→ **WRITTEN REQUEST**
Copy out the data from the line containing "For every instance of the white wall hook, mark" to the line containing "[[214, 167]]", both ends included, leaving the request lines unchanged. Shift every coordinate in the answer points by -90.

→ **STORED DATA**
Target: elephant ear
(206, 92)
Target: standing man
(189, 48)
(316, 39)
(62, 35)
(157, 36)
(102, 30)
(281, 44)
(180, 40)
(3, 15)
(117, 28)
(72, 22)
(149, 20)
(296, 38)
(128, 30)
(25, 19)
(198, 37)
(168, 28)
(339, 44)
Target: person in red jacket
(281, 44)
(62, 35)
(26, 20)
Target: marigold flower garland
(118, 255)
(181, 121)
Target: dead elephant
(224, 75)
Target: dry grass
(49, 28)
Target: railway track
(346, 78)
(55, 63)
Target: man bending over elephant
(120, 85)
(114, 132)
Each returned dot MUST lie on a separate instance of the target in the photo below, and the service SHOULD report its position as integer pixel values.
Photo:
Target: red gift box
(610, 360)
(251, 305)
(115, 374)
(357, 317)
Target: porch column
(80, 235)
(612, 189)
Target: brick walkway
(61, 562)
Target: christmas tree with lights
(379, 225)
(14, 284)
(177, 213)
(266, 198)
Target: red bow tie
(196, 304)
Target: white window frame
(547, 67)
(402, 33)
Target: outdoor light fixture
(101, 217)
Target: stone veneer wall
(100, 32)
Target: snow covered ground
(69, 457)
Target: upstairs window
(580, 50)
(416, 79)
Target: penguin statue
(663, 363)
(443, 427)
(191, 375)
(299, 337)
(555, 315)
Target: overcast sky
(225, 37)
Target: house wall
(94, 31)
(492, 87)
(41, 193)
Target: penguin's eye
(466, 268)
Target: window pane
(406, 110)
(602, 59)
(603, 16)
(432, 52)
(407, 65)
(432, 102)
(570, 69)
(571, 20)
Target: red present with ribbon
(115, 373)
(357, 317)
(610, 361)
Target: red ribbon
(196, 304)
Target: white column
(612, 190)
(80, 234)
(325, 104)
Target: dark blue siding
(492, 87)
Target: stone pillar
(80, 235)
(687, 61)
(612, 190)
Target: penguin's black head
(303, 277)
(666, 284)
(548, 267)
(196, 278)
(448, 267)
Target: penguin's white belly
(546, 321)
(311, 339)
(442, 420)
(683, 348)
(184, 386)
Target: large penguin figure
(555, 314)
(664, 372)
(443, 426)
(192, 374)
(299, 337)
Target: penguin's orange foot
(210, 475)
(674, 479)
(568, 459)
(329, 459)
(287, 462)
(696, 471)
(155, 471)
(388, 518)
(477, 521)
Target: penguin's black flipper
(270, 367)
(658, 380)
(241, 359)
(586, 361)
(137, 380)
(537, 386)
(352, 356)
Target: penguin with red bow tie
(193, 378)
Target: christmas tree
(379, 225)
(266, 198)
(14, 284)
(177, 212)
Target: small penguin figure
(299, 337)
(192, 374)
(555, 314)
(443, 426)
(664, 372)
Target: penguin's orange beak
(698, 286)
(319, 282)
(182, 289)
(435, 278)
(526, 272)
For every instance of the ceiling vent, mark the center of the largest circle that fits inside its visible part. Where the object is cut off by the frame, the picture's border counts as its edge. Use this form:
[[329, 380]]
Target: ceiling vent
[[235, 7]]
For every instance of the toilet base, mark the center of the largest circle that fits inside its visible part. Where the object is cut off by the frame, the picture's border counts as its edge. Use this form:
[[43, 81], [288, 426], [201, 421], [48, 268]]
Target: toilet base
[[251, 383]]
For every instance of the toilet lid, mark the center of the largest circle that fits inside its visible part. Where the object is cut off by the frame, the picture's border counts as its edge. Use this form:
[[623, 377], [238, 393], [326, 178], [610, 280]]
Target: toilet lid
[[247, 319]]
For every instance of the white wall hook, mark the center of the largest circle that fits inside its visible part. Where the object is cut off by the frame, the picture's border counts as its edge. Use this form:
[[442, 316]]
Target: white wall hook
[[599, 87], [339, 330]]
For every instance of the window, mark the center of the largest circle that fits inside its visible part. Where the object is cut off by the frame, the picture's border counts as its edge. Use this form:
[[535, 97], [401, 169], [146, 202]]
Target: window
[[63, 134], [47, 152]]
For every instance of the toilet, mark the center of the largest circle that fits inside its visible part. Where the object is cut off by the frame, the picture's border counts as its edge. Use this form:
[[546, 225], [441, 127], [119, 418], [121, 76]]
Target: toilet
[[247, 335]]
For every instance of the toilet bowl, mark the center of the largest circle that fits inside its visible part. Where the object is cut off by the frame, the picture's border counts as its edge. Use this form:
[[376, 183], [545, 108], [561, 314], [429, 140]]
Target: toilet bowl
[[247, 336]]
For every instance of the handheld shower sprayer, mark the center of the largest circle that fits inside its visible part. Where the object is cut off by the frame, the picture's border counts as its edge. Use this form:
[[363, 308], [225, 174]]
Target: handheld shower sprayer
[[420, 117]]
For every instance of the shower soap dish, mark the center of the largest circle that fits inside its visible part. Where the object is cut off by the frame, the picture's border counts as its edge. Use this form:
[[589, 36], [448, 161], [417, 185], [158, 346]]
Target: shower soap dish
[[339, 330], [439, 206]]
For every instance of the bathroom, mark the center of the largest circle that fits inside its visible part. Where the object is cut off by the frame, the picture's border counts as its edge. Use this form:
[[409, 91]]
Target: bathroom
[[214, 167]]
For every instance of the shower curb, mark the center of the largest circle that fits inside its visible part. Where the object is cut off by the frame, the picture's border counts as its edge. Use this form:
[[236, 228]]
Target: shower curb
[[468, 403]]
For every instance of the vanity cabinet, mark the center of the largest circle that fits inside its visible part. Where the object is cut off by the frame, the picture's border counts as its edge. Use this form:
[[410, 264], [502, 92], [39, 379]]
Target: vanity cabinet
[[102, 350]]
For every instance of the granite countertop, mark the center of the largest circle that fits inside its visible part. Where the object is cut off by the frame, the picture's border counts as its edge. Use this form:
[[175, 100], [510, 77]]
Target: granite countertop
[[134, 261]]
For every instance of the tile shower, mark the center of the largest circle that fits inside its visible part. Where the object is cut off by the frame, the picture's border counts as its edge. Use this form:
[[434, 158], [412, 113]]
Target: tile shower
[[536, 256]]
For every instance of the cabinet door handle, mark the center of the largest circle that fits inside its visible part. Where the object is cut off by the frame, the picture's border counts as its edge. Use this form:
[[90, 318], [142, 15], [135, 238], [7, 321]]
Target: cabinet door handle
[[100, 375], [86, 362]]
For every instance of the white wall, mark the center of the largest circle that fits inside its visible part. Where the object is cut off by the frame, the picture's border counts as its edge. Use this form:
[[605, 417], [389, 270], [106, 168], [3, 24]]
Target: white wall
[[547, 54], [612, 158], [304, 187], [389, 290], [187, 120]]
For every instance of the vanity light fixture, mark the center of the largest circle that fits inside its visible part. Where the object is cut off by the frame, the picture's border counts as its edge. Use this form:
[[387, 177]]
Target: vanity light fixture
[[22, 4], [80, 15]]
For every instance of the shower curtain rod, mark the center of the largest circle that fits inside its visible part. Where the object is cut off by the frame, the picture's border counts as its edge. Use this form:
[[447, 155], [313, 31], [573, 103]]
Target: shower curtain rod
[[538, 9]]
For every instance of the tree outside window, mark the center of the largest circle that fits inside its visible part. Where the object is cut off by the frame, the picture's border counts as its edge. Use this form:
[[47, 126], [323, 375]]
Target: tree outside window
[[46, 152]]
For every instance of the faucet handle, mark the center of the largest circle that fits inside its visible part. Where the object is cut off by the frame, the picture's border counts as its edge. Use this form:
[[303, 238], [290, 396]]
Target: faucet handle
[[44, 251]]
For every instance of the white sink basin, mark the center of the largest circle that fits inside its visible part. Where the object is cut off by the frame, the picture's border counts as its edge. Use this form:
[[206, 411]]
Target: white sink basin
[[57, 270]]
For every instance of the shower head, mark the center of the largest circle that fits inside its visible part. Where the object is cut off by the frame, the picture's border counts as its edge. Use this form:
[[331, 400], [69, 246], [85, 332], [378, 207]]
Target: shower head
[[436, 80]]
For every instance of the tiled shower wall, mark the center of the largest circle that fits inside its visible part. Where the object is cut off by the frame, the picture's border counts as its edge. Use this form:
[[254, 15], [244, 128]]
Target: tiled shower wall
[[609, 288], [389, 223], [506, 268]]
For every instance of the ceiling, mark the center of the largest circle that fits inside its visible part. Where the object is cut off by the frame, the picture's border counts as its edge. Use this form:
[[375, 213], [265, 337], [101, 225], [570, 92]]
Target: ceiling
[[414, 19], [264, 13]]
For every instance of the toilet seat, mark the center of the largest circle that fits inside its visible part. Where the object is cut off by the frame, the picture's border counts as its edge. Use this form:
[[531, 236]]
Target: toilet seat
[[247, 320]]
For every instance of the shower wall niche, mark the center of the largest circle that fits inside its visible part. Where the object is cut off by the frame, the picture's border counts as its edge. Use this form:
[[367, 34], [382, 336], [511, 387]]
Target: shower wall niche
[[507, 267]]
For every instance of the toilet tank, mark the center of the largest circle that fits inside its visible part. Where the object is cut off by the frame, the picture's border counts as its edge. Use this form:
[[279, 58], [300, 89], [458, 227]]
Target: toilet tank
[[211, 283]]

→ **ANSWER TO THE TASK**
For every instance of the white wall hook, mark the center of the largest circle that fits inside its visible part. Where the object is cut off by the frame, the picture's border counts as its edge. Use this form:
[[442, 316]]
Target: white wall hook
[[509, -3], [249, 240]]
For every instance of the window, mark the center of the largest circle that fits inside its visible part. Where the object is cut off by the frame, the picture's border counts as its edge. Use this form:
[[535, 97], [401, 169], [146, 202]]
Target: window
[[-27, 44], [-43, 62]]
For every instance of the toilet, mark the center of the largest circle that fits inside its visible part. Where the object is cut off by the frame, the picture's border counts as its edge. Use this form:
[[546, 225], [441, 127], [119, 418], [121, 76]]
Target: toilet
[[157, 245]]
For every instance of the toilet bowl, mark the center of the largest circle that fits inside its visible part. Where the object is cut off by the frame, the picture's border counts as its edge. Use this form:
[[376, 183], [545, 108], [561, 314], [429, 140]]
Target: toilet bowl
[[157, 246]]
For every instance of the handheld shower sprayer, mark the center of the largest circle that fits inside its visible part. Where the object is cut off by the frame, the picture's border counts as its edge. Use this form:
[[363, 308], [225, 174]]
Target: handheld shower sprayer
[[330, 27]]
For every instance of the shower soap dish, mark the center of the largest circle that fits inside its visible part. Where the object is cut off by the frame, the picture's border counts as its edge. Use this form:
[[589, 36], [448, 161], [417, 185], [158, 346]]
Target: shower soap dish
[[249, 240], [349, 116]]
For every instance of the bathroom, mark the center of the largest circle that fits inside its visible part. Where the object is cut off by the frame, the picture's border counts as its edge. Use this form:
[[409, 91]]
Target: bathroom
[[124, 77]]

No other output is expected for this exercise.